What you are asked to do:
Rewrite all of the records below as a numbered list, skipping any blank lines. Leave the pictures out of your answer.

Entries for pointing and labeling:
------------------------------------------------------------------------
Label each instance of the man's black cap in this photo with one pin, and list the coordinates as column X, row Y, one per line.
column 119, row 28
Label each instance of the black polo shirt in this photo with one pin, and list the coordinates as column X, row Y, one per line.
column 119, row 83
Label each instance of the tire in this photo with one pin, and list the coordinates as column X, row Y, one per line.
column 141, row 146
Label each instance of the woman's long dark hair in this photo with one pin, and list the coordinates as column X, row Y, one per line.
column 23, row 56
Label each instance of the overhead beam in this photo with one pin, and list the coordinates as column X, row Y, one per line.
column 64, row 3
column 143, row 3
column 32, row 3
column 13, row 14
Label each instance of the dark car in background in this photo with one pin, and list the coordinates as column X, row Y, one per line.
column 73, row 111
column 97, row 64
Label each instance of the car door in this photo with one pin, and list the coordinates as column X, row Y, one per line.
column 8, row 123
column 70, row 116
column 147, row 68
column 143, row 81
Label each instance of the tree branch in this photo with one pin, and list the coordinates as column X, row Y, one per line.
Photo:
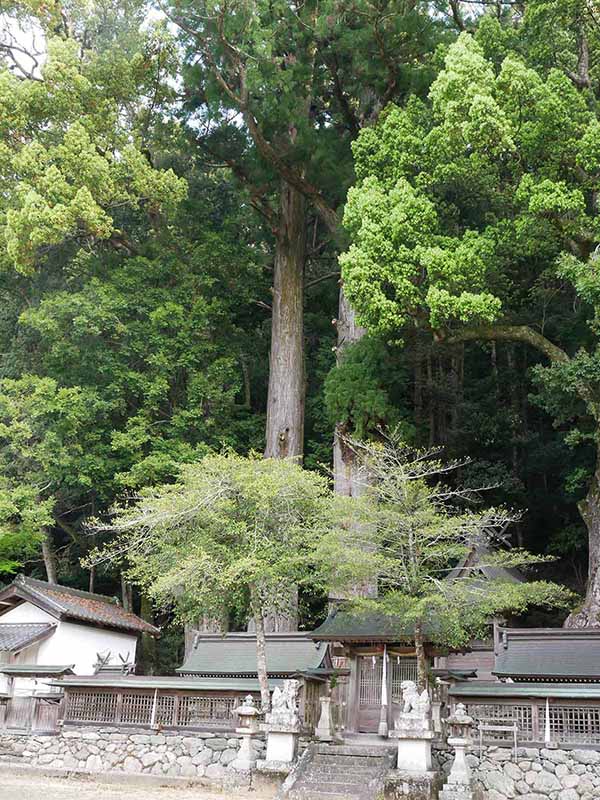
column 510, row 333
column 320, row 279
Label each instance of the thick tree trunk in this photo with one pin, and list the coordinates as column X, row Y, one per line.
column 422, row 673
column 346, row 478
column 261, row 652
column 349, row 479
column 149, row 654
column 126, row 594
column 49, row 556
column 285, row 405
column 588, row 616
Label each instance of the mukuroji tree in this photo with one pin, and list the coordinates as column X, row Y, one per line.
column 230, row 528
column 462, row 204
column 302, row 80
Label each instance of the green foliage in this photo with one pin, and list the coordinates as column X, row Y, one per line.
column 452, row 195
column 53, row 448
column 69, row 154
column 357, row 389
column 229, row 526
column 408, row 534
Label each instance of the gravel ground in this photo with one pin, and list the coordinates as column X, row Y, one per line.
column 33, row 787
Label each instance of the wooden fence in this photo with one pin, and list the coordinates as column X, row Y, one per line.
column 563, row 722
column 150, row 708
column 30, row 714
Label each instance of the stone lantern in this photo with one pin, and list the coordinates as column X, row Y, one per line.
column 458, row 786
column 248, row 728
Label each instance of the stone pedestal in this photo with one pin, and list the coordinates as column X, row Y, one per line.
column 414, row 748
column 458, row 786
column 282, row 726
column 248, row 728
column 282, row 745
column 324, row 730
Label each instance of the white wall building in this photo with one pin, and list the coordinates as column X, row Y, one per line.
column 47, row 630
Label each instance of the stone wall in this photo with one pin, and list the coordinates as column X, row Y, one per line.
column 208, row 756
column 535, row 774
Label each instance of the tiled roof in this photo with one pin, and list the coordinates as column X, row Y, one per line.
column 37, row 669
column 14, row 636
column 485, row 689
column 157, row 682
column 235, row 654
column 548, row 653
column 66, row 603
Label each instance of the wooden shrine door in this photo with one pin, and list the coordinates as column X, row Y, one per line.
column 370, row 675
column 370, row 671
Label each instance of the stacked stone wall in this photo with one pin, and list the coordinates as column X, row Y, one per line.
column 207, row 755
column 535, row 773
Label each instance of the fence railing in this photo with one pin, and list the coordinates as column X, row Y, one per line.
column 30, row 714
column 564, row 723
column 151, row 708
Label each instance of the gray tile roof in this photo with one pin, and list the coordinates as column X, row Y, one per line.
column 36, row 669
column 66, row 603
column 235, row 654
column 165, row 683
column 548, row 654
column 475, row 690
column 14, row 636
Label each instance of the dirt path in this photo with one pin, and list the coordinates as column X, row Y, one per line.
column 33, row 787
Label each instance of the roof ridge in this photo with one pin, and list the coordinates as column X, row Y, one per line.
column 59, row 587
column 26, row 624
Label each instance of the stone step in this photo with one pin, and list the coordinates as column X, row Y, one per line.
column 359, row 761
column 306, row 793
column 339, row 774
column 375, row 751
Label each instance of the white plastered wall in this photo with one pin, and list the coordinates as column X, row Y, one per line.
column 71, row 643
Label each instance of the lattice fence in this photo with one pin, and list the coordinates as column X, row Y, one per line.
column 175, row 710
column 572, row 724
column 569, row 723
column 91, row 707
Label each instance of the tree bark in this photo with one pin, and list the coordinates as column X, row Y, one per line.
------------------------------------------------------------------------
Reply:
1. Label each instance of the man's black cap in this photo with one pin, and list the coordinates as column X, row Y, one per line.
2. column 119, row 28
3. Label each instance of the black polo shirt in this photo with one pin, and list the coordinates as column X, row Y, one per line.
4. column 119, row 83
5. Label each instance of the tire in this photo with one pin, and list the coordinates as column X, row Y, one per line.
6. column 141, row 146
7. Label each instance of the woman's long dark hair in this photo with one pin, and list the coordinates as column X, row Y, one per line.
8. column 23, row 56
9. Label each instance of the overhead beam in this photo with one pin, and list the coordinates as column X, row Y, one per line.
10. column 64, row 3
11. column 143, row 3
12. column 32, row 3
13. column 13, row 14
14. Label each instance of the dark car in background in this photo with one pin, and list the coordinates as column X, row Y, one per line.
15. column 73, row 111
16. column 97, row 64
17. Label each instance of the car door in this photo with one pin, and list the coordinates as column X, row Y, one per line.
18. column 8, row 123
19. column 70, row 116
20. column 147, row 68
21. column 143, row 81
22. Label each instance of the tree branch in this photo with one pin, and list the coordinates as column X, row Y, one per line.
23. Photo:
24. column 510, row 333
25. column 320, row 279
26. Label each instance of the thick tree trunk in this photo with one pin, and list the coordinates as column X, row Y, one per line.
27. column 422, row 673
28. column 346, row 478
29. column 261, row 652
30. column 349, row 479
31. column 149, row 654
32. column 126, row 594
33. column 49, row 556
34. column 285, row 405
35. column 588, row 616
36. Label each instance of the mukuroji tree in this photo with one pin, and list the coordinates as column X, row Y, one per line.
37. column 230, row 528
38. column 462, row 204
39. column 302, row 80
40. Label each instance of the green foliage in this photo with one pin, and list the coordinates as column X, row Y, one per line.
41. column 452, row 195
42. column 53, row 448
43. column 69, row 154
44. column 357, row 389
45. column 229, row 526
46. column 408, row 534
47. Label each instance of the gravel ground in this photo with one pin, and list the coordinates as column X, row Y, one per line.
48. column 33, row 787
49. Label each instance of the wooden fence in this photo with one pin, and list the coordinates as column X, row Y, one per line.
50. column 563, row 722
51. column 150, row 708
52. column 30, row 714
53. Label each instance of the stone lantern in this photo with one pin, and list the coordinates as column X, row Y, one per line.
54. column 458, row 786
55. column 248, row 728
56. Label each instance of the stone pedestal in this photo with one pin, and list the coordinates as column X, row Y, one per line.
57. column 414, row 748
58. column 458, row 786
59. column 282, row 726
60. column 248, row 728
61. column 282, row 745
62. column 324, row 730
63. Label each instance of the white wall building in this photo with one pin, and list the coordinates as column X, row Y, one per line.
64. column 47, row 630
65. Label each instance of the stone wall in this photo with one pin, and list the coordinates as column X, row Y, one per line.
66. column 208, row 756
67. column 535, row 774
68. Label each instance of the tiled roof in this photo with one pin, and list the coordinates as column X, row Y, one per line.
69. column 37, row 669
70. column 14, row 636
71. column 485, row 689
72. column 157, row 682
73. column 235, row 654
74. column 548, row 653
75. column 66, row 603
76. Label each instance of the wooden shrine door in this photo with one pin, and list the coordinates as column X, row Y, one per line.
77. column 370, row 675
78. column 370, row 671
79. Label each instance of the stacked stone wall in this photo with one pin, and list the coordinates as column X, row Y, one per line.
80. column 207, row 755
81. column 535, row 773
82. Label each instance of the fence railing in this photo with one pin, and list the coordinates as column X, row Y, one per line.
83. column 30, row 714
84. column 564, row 723
85. column 151, row 708
86. Label each instance of the gray tile roof in this photo with one pin, and list the coordinates as column X, row Y, one per line.
87. column 36, row 669
88. column 66, row 603
89. column 235, row 654
90. column 165, row 683
91. column 548, row 654
92. column 475, row 690
93. column 14, row 636
94. Label each instance of the dirt path in this photo with one pin, and list the coordinates as column X, row Y, one per line.
95. column 33, row 787
96. Label each instance of the roof ridge in this photo with one pin, and list the coordinates as column X, row Y, one per line.
97. column 59, row 587
98. column 26, row 624
99. Label each instance of the stone step in this photo with one pin, and list the coordinates as column X, row Y, one per line.
100. column 359, row 761
101. column 306, row 793
102. column 339, row 774
103. column 375, row 751
104. Label each instance of the white plastered wall in this photo with one pin, and list the coordinates as column X, row Y, one per line.
105. column 71, row 643
106. Label each instance of the lattice fence in this photo with one pin, and list the coordinates as column X, row Y, one per line.
107. column 175, row 710
108. column 572, row 724
109. column 569, row 723
110. column 91, row 707
111. Label each instance of the tree bark in this photo with one pin, and list the coordinates as column X, row Y, one per line.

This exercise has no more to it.